Instructions to follow:
Leave no line out; reproduce the listing exactly.

Source data:
□ □ □ □ □ □ □
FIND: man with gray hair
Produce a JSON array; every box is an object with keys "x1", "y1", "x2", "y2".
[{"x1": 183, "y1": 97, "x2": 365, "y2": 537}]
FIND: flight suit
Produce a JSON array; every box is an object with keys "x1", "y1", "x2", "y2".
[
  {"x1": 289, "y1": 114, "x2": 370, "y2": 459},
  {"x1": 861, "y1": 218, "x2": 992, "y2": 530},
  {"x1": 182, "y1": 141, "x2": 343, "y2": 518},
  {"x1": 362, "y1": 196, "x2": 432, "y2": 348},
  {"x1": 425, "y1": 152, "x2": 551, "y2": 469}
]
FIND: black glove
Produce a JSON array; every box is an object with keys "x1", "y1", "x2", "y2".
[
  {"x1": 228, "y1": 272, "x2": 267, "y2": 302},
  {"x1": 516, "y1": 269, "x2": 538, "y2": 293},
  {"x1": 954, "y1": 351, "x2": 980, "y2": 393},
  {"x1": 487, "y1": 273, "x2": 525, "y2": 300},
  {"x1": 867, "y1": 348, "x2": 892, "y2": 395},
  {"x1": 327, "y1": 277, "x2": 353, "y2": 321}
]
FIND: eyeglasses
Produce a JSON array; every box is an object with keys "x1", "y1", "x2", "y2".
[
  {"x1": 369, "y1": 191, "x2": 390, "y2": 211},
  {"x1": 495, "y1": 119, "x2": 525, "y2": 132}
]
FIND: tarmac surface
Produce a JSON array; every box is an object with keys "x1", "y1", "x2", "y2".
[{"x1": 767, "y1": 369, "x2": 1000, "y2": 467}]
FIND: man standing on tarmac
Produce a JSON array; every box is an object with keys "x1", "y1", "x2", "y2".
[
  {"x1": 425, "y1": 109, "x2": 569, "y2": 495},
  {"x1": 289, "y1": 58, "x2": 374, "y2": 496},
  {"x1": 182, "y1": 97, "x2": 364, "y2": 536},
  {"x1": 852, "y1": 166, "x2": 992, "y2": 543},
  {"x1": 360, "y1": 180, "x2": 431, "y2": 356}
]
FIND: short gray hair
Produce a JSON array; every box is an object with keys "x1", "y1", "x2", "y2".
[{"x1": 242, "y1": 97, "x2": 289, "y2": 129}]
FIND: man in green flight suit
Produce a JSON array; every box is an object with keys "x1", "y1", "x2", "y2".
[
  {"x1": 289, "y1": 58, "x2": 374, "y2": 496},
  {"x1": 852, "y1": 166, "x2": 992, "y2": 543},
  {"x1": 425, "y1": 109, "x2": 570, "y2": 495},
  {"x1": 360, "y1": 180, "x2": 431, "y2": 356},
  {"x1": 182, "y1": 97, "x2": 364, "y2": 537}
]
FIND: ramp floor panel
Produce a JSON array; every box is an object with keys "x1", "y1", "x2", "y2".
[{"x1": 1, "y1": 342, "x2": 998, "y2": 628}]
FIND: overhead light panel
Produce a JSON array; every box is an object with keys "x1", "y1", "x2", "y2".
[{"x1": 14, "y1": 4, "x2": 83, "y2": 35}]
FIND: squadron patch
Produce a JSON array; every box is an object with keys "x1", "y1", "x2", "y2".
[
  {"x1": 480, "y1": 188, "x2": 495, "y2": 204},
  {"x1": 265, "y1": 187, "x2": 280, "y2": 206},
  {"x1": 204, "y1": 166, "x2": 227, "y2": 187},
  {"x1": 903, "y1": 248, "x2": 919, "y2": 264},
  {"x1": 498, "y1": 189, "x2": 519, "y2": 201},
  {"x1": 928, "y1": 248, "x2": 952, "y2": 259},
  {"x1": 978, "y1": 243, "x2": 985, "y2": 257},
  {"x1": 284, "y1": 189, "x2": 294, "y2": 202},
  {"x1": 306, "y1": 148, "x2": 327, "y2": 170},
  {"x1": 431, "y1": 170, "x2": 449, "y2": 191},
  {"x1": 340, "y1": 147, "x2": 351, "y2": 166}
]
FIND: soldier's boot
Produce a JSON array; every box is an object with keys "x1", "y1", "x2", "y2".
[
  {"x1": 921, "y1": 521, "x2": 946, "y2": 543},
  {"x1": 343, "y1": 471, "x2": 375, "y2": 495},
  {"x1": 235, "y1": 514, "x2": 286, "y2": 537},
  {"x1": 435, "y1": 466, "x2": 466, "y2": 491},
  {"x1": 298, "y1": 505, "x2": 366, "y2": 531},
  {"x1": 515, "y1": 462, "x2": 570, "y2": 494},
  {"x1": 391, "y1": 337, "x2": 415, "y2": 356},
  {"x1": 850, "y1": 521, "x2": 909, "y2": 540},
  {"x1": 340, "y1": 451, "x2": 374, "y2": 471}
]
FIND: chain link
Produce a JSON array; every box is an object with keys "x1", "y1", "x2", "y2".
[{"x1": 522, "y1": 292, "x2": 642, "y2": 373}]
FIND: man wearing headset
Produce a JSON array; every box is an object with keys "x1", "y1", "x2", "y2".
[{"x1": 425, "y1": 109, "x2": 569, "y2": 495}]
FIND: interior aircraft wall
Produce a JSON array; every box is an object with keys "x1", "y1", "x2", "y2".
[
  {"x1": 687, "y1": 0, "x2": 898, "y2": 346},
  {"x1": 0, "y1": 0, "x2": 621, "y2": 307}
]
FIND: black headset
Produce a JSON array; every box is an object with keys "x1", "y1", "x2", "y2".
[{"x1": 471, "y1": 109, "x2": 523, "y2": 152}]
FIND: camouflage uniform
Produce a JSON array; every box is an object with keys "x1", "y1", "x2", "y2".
□ □ □ □ □ □ □
Reply to the task:
FIND: man with gray hair
Produce a JSON array; every box is an object with keys "x1", "y1", "x2", "y2".
[{"x1": 183, "y1": 97, "x2": 365, "y2": 537}]
FIND: flight suit
Produce a JSON array; every box is an object with keys "x1", "y1", "x2", "y2".
[
  {"x1": 289, "y1": 114, "x2": 370, "y2": 459},
  {"x1": 861, "y1": 218, "x2": 992, "y2": 530},
  {"x1": 182, "y1": 141, "x2": 343, "y2": 518},
  {"x1": 362, "y1": 196, "x2": 432, "y2": 348},
  {"x1": 425, "y1": 152, "x2": 551, "y2": 469}
]
FIND: black glove
Produce a JSON array; every box is an object with keys "x1", "y1", "x2", "y2".
[
  {"x1": 228, "y1": 272, "x2": 267, "y2": 302},
  {"x1": 516, "y1": 269, "x2": 538, "y2": 293},
  {"x1": 954, "y1": 351, "x2": 980, "y2": 393},
  {"x1": 487, "y1": 273, "x2": 525, "y2": 300},
  {"x1": 867, "y1": 348, "x2": 892, "y2": 395},
  {"x1": 327, "y1": 277, "x2": 353, "y2": 321}
]
FIND: eyeglasses
Produce a JSON array; every box is an object with keys "x1", "y1", "x2", "y2".
[
  {"x1": 369, "y1": 191, "x2": 390, "y2": 211},
  {"x1": 495, "y1": 119, "x2": 525, "y2": 132}
]
FIND: tarmac surface
Produce a JSON array; every box is an object with keys "x1", "y1", "x2", "y2".
[{"x1": 767, "y1": 369, "x2": 1000, "y2": 467}]
FIND: man standing on tarmac
Produce a JSON array; every box is an object with keys "x1", "y1", "x2", "y2".
[
  {"x1": 425, "y1": 109, "x2": 569, "y2": 495},
  {"x1": 289, "y1": 58, "x2": 374, "y2": 496},
  {"x1": 182, "y1": 97, "x2": 364, "y2": 536},
  {"x1": 852, "y1": 166, "x2": 992, "y2": 543},
  {"x1": 360, "y1": 180, "x2": 431, "y2": 356}
]
FIND: short gray hair
Produce a JSON array; every box is an object with keys "x1", "y1", "x2", "y2".
[{"x1": 242, "y1": 97, "x2": 289, "y2": 129}]
FIND: man in green flight suit
Produce a JSON array; every box is an object with keys "x1", "y1", "x2", "y2".
[
  {"x1": 289, "y1": 58, "x2": 374, "y2": 496},
  {"x1": 852, "y1": 166, "x2": 992, "y2": 543},
  {"x1": 425, "y1": 109, "x2": 570, "y2": 495},
  {"x1": 360, "y1": 180, "x2": 431, "y2": 356},
  {"x1": 182, "y1": 97, "x2": 364, "y2": 537}
]
FIND: ramp floor panel
Produce a JSON array; every box is an object with keys "x1", "y1", "x2", "y2".
[{"x1": 1, "y1": 342, "x2": 998, "y2": 628}]
FIND: overhead light panel
Produce a JSON array; every box is an object with keys "x1", "y1", "x2", "y2".
[{"x1": 14, "y1": 4, "x2": 83, "y2": 35}]
FIND: squadron patch
Produce a JSON array; every box is an object with keys "x1", "y1", "x2", "y2".
[
  {"x1": 480, "y1": 188, "x2": 495, "y2": 204},
  {"x1": 265, "y1": 187, "x2": 280, "y2": 206},
  {"x1": 204, "y1": 166, "x2": 227, "y2": 187},
  {"x1": 903, "y1": 248, "x2": 919, "y2": 264},
  {"x1": 498, "y1": 189, "x2": 519, "y2": 201},
  {"x1": 928, "y1": 248, "x2": 952, "y2": 259},
  {"x1": 978, "y1": 243, "x2": 985, "y2": 257},
  {"x1": 284, "y1": 189, "x2": 294, "y2": 202},
  {"x1": 306, "y1": 148, "x2": 327, "y2": 170},
  {"x1": 431, "y1": 170, "x2": 449, "y2": 191},
  {"x1": 340, "y1": 147, "x2": 351, "y2": 166}
]
FIND: soldier's boot
Produce a JSON array; every box is an object with keys "x1", "y1", "x2", "y2".
[
  {"x1": 921, "y1": 521, "x2": 946, "y2": 543},
  {"x1": 343, "y1": 471, "x2": 375, "y2": 495},
  {"x1": 235, "y1": 514, "x2": 286, "y2": 537},
  {"x1": 435, "y1": 466, "x2": 466, "y2": 491},
  {"x1": 298, "y1": 505, "x2": 366, "y2": 531},
  {"x1": 515, "y1": 462, "x2": 570, "y2": 494},
  {"x1": 391, "y1": 337, "x2": 415, "y2": 356},
  {"x1": 850, "y1": 521, "x2": 909, "y2": 540},
  {"x1": 340, "y1": 451, "x2": 374, "y2": 471}
]
FIND: chain link
Produce a JSON array; every box is an object with keys "x1", "y1", "x2", "y2".
[{"x1": 522, "y1": 292, "x2": 642, "y2": 373}]
FIND: man wearing headset
Produce a JSON array; every box is an object with keys "x1", "y1", "x2", "y2".
[{"x1": 425, "y1": 109, "x2": 569, "y2": 495}]
FIND: interior aircraft wall
Produce a JSON array; every box is an object with keys "x1", "y1", "x2", "y2".
[
  {"x1": 687, "y1": 0, "x2": 898, "y2": 346},
  {"x1": 0, "y1": 0, "x2": 621, "y2": 307}
]
FIND: black headset
Produce a JSON array; every box is an object with keys "x1", "y1", "x2", "y2".
[{"x1": 471, "y1": 109, "x2": 523, "y2": 152}]
FIND: camouflage uniform
Produce a JSON array; every box is an object with keys "x1", "y1", "x2", "y2".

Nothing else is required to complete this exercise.